What this task involves —
From the pointing data excerpts below, select every line that contains the word "soil", and copy each of those lines.

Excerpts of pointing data
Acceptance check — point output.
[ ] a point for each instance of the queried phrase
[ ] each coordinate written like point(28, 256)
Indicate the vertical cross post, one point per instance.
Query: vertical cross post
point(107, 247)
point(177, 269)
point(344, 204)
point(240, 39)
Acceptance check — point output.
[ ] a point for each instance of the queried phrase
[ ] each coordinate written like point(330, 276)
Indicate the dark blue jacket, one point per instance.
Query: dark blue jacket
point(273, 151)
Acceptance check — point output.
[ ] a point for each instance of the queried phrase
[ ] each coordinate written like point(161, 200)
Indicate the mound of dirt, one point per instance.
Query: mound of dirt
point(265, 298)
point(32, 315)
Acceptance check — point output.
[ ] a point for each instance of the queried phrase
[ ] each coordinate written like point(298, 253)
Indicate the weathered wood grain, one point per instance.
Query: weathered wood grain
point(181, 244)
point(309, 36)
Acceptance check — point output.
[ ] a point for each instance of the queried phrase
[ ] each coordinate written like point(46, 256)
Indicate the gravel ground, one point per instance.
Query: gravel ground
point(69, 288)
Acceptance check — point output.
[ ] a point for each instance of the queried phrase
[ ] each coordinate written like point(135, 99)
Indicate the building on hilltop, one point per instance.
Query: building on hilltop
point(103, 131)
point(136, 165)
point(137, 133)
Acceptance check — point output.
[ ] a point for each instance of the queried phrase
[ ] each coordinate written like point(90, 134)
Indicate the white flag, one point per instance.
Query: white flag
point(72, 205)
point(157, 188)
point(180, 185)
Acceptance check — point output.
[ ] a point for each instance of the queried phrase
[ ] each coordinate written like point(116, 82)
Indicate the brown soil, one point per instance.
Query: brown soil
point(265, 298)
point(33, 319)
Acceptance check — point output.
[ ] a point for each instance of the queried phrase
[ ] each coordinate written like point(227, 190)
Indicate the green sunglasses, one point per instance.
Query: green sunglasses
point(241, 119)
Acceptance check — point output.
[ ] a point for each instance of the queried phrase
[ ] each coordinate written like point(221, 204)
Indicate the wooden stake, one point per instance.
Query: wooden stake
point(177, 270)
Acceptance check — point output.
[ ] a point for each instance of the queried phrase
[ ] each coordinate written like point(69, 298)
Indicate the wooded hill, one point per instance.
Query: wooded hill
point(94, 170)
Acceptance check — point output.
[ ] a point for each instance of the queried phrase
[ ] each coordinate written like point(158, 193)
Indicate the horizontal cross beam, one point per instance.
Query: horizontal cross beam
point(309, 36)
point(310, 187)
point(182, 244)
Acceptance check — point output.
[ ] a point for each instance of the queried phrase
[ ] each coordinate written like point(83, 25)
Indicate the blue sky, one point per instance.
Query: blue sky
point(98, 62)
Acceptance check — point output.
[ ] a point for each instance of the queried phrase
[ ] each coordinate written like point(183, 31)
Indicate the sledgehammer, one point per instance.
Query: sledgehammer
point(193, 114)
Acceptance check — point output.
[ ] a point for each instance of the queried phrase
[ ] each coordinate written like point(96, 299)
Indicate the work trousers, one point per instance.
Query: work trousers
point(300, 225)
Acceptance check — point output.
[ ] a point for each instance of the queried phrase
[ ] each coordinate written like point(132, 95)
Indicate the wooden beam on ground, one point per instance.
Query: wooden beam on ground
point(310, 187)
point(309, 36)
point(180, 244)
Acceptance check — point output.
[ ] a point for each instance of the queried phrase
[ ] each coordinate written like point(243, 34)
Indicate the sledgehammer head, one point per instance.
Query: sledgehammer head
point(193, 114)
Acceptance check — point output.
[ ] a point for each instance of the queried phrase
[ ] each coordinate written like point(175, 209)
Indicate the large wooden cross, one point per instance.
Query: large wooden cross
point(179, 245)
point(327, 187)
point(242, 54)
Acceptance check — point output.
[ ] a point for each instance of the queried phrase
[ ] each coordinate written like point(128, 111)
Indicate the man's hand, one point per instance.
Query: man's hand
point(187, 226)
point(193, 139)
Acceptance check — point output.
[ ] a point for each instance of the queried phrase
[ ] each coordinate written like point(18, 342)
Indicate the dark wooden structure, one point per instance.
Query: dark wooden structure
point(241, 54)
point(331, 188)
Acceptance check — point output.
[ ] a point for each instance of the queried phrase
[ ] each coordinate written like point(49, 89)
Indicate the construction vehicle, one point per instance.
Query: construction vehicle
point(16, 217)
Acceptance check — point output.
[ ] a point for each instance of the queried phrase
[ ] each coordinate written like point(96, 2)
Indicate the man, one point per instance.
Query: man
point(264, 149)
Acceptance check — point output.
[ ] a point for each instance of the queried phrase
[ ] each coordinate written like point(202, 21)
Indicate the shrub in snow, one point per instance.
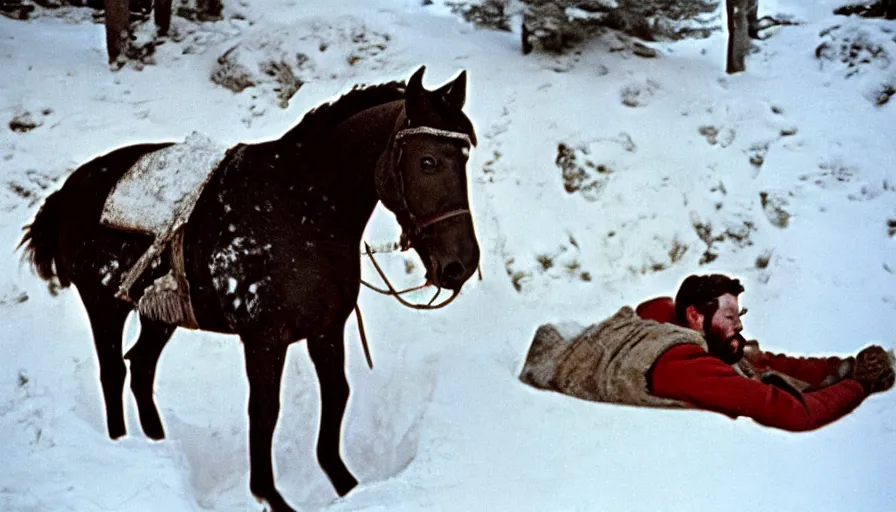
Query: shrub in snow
point(863, 51)
point(280, 60)
point(557, 25)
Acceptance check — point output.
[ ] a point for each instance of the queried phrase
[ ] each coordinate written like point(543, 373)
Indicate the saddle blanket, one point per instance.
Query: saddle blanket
point(162, 188)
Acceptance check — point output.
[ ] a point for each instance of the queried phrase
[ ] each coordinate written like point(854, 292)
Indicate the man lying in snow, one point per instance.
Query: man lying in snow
point(689, 353)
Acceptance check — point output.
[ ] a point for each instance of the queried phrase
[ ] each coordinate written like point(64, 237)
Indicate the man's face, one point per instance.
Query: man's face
point(723, 329)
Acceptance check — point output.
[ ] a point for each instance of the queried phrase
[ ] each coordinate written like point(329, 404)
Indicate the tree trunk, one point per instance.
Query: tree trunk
point(738, 35)
point(162, 14)
point(753, 18)
point(118, 17)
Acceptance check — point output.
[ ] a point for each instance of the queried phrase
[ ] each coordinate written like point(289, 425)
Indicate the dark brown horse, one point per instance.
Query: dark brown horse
point(271, 250)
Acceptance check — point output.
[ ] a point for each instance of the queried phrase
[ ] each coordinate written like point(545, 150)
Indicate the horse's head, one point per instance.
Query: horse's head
point(422, 179)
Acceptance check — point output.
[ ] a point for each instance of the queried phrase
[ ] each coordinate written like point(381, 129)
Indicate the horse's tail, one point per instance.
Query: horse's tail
point(41, 240)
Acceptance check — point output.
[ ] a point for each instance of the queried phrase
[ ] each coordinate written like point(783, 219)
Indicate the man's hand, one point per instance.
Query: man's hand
point(874, 369)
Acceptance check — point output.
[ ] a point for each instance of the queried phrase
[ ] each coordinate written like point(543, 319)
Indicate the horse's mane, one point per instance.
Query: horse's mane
point(325, 117)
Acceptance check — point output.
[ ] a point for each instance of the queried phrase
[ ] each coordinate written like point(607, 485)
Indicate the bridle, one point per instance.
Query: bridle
point(416, 228)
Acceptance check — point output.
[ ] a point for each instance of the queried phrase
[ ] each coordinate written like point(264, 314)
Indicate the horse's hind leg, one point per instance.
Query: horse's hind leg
point(144, 356)
point(328, 355)
point(265, 356)
point(107, 316)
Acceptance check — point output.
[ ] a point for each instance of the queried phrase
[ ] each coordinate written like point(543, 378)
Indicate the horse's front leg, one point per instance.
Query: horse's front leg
point(265, 356)
point(328, 355)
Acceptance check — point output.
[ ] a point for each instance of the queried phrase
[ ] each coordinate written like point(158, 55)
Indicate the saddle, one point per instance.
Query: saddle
point(156, 196)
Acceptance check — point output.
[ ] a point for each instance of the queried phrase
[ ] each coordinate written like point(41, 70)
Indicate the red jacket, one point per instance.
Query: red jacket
point(690, 374)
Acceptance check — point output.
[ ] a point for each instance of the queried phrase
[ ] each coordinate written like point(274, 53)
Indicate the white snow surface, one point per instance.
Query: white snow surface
point(442, 423)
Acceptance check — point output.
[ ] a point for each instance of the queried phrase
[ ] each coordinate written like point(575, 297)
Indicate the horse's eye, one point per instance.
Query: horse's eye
point(427, 163)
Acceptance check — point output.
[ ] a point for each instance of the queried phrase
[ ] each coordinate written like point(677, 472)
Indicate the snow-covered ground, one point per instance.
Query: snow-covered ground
point(782, 176)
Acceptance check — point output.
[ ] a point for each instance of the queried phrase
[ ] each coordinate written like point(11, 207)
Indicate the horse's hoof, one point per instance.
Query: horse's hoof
point(274, 502)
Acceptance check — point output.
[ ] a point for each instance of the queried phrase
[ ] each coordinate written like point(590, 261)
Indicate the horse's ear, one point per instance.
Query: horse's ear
point(456, 92)
point(415, 95)
point(415, 84)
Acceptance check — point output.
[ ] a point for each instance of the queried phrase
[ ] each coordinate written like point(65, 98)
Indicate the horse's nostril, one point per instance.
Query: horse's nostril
point(452, 272)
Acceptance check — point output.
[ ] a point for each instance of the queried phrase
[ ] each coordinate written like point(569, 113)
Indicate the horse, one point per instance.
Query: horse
point(271, 250)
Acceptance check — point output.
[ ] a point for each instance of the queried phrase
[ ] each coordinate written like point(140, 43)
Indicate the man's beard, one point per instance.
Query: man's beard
point(729, 350)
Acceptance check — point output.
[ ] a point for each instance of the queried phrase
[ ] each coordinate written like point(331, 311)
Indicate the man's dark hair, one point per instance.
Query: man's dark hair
point(703, 292)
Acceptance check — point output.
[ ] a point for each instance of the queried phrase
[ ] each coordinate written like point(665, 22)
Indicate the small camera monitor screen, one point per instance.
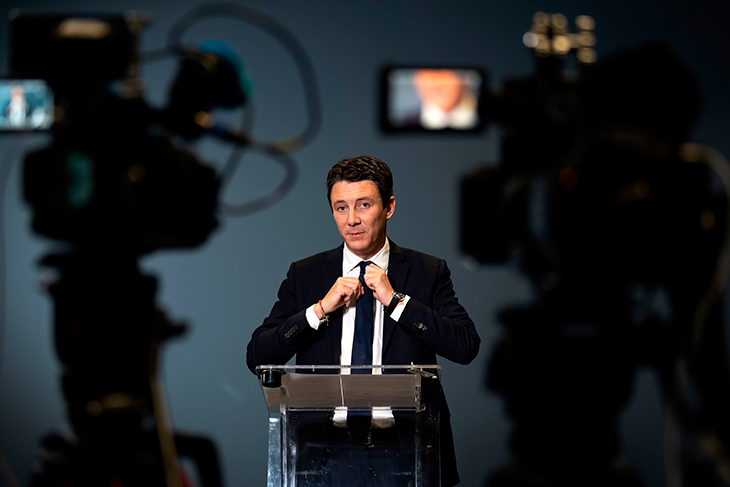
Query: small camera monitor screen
point(432, 99)
point(25, 105)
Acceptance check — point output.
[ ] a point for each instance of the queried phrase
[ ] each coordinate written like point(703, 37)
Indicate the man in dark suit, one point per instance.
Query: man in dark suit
point(415, 316)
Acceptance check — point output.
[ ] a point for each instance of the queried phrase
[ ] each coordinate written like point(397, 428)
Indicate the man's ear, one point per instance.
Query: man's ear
point(390, 207)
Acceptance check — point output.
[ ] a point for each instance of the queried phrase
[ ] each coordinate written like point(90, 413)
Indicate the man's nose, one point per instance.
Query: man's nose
point(352, 218)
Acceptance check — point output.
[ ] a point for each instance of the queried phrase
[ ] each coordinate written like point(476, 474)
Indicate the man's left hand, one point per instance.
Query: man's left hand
point(376, 279)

Expected output —
Indicate the brown soil, one point per instance.
Query: brown soil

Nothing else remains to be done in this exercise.